- **DATA ENTRIES**:
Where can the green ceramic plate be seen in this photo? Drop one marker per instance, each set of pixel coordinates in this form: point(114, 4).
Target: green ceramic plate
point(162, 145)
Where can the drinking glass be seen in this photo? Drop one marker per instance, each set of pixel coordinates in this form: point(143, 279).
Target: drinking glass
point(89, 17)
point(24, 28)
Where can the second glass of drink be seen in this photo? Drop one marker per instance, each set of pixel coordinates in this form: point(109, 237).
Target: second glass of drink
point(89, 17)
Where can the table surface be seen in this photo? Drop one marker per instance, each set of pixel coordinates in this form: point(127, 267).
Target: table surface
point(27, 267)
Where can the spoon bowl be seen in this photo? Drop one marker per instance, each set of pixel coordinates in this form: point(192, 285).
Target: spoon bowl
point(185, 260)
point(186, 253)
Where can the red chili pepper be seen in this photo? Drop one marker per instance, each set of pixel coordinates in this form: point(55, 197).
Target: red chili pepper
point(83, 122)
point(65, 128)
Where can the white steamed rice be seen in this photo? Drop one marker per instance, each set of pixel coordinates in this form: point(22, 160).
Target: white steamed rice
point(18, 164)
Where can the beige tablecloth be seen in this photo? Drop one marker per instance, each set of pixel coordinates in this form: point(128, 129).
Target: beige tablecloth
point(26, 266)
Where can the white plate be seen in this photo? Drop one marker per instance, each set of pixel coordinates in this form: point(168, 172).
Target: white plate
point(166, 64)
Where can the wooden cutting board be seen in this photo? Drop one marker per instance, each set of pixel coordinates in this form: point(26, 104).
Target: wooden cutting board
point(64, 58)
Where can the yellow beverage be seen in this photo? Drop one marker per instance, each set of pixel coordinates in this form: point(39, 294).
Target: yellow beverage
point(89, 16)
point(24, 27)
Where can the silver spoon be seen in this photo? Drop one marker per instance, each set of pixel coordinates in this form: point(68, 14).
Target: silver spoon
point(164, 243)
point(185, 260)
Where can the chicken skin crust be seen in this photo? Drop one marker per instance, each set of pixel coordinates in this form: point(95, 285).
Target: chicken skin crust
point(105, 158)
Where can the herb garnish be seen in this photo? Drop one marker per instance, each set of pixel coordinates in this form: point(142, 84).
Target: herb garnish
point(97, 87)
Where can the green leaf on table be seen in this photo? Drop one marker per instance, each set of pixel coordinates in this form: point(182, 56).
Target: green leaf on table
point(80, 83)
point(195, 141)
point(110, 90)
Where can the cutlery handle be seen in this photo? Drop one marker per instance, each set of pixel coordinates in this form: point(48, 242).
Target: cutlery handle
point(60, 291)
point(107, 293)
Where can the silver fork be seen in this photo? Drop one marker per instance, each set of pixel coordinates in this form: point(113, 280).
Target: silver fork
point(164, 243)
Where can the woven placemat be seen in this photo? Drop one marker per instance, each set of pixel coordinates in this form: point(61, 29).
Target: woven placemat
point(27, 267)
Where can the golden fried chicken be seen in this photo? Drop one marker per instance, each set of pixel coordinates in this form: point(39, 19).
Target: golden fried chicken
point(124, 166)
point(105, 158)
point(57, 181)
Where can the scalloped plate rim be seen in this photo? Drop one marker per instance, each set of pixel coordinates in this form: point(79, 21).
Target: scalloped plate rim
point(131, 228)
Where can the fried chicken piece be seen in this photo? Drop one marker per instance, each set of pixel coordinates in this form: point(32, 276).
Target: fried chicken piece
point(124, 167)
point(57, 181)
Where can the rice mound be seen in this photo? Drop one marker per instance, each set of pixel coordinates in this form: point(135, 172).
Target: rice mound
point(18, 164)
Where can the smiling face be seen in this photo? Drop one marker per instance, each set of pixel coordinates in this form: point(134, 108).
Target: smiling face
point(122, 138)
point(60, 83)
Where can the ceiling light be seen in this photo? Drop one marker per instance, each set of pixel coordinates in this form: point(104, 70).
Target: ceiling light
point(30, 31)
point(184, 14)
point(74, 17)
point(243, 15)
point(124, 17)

- **WRITTEN PROBLEM**:
Copy each line exactly, from the line containing "Where can the green leaf" down to the last line of the material, and no other lines.

- **SOLUTION FOR THIS EXERCISE**:
Where can the green leaf on table be seen in this photo? Drop one marker per instance, each set of pixel coordinates in this form: point(182, 56).
Target: green leaf on table
point(80, 83)
point(195, 141)
point(110, 90)
Where can the cutlery handle be seen in this photo? Drop one marker per instance, each set of pixel coordinates in this form: point(48, 242).
Target: cutlery handle
point(60, 291)
point(107, 293)
Where can the silver fork be seen in this photo? Drop one marker per instance, each set of pixel coordinates in this form: point(113, 280).
Target: silver fork
point(164, 243)
Where can the woven placemat be seen in this photo? Drop one marker per instance, each set of pixel coordinates in this form: point(61, 29).
Target: woven placemat
point(27, 267)
Where can the golden fried chicken be seen in this photo? Drop one marker per instance, each set of pixel coordinates in this form: point(39, 19).
Target: golden fried chicken
point(124, 166)
point(105, 158)
point(57, 181)
Where can the scalloped plate rim be seen in this photo? Drop one marker per instance, each set of pixel coordinates in this form: point(79, 21).
Target: scalloped plate rim
point(131, 228)
Where can the fried chicken piece be seen in this photo? Drop one marker per instance, each set of pixel coordinates in this form: point(32, 276).
Target: fried chicken piece
point(124, 167)
point(57, 181)
Where can the rice mound be seen in this photo? Drop one marker per instance, each set of pixel coordinates in this form: point(135, 172).
Target: rice mound
point(18, 164)
Where can the smiling face be seen in this photo? Drop one marker per instance, each set of pixel coordinates in this form: point(134, 108).
Target: smiling face
point(122, 138)
point(60, 83)
Where can the ceiling light be seen in this photo? Drop one marker per instance, each set of pixel coordinates in this form: point(104, 70).
Target: ceiling light
point(30, 31)
point(184, 14)
point(74, 17)
point(243, 15)
point(124, 17)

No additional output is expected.